What is asked:
In the blueberry lemon cake recipe, what oven temperature does the first step call for?

Passage to read:
Blueberry Lemon Cake Recipe | Land O’Lakes image

Two classic flavors, blueberry and lemon, and one incredibly fluffy cake.

Provided by Land O'Lakes

Categories     Layer    Blueberry    Lemon    Sweet    Baking    Making It Photo-Ready    Fruit    Fruit    Cake    Dessert

Total Time 1 hours 1 minutes

Prep Time 1 hours 5 minutes

Yield 16 servings

Number Of Ingredients 27

Cake
3 cups all-purpose flour
2 teaspoons baking powder
1/2 teaspoon salt
1 1/2 cups fresh blueberries
2 cups sugar
1 cup Land O Lakes® Butter softened
4 large Land O Lakes® Eggs
2 teaspoons vanilla extract
1 teaspoon freshly grated lemon zest
1 cup milk
Lemon Curd
1 large Land O Lakes® Egg beaten
1 large Land O Lakes® Egg (yolk only) beaten
1/3 cup sugar
1/4 cup fresh lemon juice
1 teaspoon freshly grated lemon zest
3 tablespoons Land O Lakes® Butter cut into 3 pieces
Frosting
1 (8-ounce) package cream cheese, softened
1/3 cup sugar
1 teaspoon vanilla extract
2 cups Land O Lakes® Heavy Whipping Cream
1 cup fresh blueberries, coarsely chopped
Garnish
Lemon slices
Fresh blueberries

Steps:

  • Heat oven to 350°F. Grease and flour 2 (9-inch) round cake pans; set aside.

Material provided:
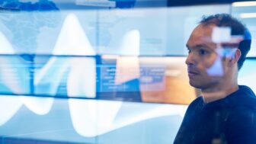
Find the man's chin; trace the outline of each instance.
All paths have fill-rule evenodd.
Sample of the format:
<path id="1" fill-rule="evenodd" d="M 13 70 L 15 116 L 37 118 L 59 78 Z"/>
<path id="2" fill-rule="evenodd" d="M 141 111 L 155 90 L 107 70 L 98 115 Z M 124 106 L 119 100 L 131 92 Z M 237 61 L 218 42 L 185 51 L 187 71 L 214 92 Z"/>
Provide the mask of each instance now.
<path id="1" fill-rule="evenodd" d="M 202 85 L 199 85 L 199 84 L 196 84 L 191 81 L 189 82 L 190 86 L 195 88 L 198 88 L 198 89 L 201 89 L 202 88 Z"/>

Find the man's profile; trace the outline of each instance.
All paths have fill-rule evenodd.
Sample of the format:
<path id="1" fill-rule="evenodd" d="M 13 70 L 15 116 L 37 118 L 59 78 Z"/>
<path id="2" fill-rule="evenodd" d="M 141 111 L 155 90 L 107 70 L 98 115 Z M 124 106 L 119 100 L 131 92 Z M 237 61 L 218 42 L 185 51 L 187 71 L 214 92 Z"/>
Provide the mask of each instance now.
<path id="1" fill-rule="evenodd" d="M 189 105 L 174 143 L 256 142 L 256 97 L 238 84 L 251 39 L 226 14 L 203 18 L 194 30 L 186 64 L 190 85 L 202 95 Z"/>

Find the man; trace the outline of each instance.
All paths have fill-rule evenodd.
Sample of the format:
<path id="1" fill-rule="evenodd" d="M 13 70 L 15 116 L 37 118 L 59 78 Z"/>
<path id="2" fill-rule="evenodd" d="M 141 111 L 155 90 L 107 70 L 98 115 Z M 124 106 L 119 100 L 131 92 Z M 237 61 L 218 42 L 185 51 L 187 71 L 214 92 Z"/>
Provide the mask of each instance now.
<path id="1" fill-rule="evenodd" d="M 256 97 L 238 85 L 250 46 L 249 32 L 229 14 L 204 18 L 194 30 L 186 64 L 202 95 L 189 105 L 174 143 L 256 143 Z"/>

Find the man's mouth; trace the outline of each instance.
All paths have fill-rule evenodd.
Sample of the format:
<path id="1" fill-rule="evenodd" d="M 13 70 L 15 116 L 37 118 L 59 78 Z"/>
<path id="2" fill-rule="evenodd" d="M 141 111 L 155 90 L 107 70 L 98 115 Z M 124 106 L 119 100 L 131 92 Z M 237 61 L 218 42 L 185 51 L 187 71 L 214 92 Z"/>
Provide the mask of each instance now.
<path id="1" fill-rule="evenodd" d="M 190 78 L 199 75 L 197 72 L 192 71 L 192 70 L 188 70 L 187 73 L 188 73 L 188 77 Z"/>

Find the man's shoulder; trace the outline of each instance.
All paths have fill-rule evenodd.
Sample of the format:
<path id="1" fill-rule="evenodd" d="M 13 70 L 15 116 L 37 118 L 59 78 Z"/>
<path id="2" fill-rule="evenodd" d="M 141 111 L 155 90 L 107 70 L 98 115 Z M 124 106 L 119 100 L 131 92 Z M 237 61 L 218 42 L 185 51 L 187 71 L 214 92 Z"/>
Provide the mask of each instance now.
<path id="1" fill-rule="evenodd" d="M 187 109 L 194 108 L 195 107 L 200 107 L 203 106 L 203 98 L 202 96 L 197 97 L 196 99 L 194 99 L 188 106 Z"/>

Result of this exercise:
350°F